• **Text provided**:
With the hive like nature that OSS trumpets, time would be a diminishing factor as you would have exponentially more (in theory) people developing it. Your argument of Photoshop being older as an excuse undermines OSS more as it disproves this notion. (I’m not saying that more people working on something doesn’t speed development, I’m saying if you can’t get people to work on a project, it doesn’t matter.)

Give me an example, and I’m fairly certain I can show you a proprietary version that is better (better meaning more features, more polish, more functional, etc.).

Exponentially more people developing it when it’s a free program that is being worked on by people donating blood, spit, and tears?

Foss runs on donations (of anything people can spare), that don’t measure up to the level of funds that a big corporation pushing such software to make money off of would get.

Just because it’s not got every bell and whistle imaginable, doesn’t mean it’s bad. Maybe one day it will have all those bells and whistles, but most people in foss aim to keep things simple and make sure they work, while respecting user privacy and freedoms.

If it’s missing something, add it. Don’t just sit and complain it’s not there. Donate to it, contribute, and push it forward. That’s how it’s prospered, and why it’s valuable.

• **Source material**:
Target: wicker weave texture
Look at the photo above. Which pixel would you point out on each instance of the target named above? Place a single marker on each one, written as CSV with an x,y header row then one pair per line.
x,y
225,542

• **What is being asked**:
Pick up the exchange about open-source versus proprietary software after its final sentence and continue it.

• **Exercise response**:
Further, time doesn’t mean a program is magically going to get 10x more contributors than the project before it. In the case of Foss it’s much more likely the project will take some of the ideas from the existing project and improve it while preserving the Foss ideas, not go out on a crusade to add more features than the original or beat it in some way. (which does have it’s downsides, but at the same time it has upsides)

And if you still can’t get over a free peice of software not having as many features for whatever your edge case, then use the propeitary stuff and go back to windows. You don’t have to use it, and that’s a right too. But i know plenty of people who find free software much better for their use because it’s free, and because it’s still plenty useful. Your probably never going to get everything you want (XYZ may need something, but alot of people don’t), but you’ll likely find things you can’t live without too.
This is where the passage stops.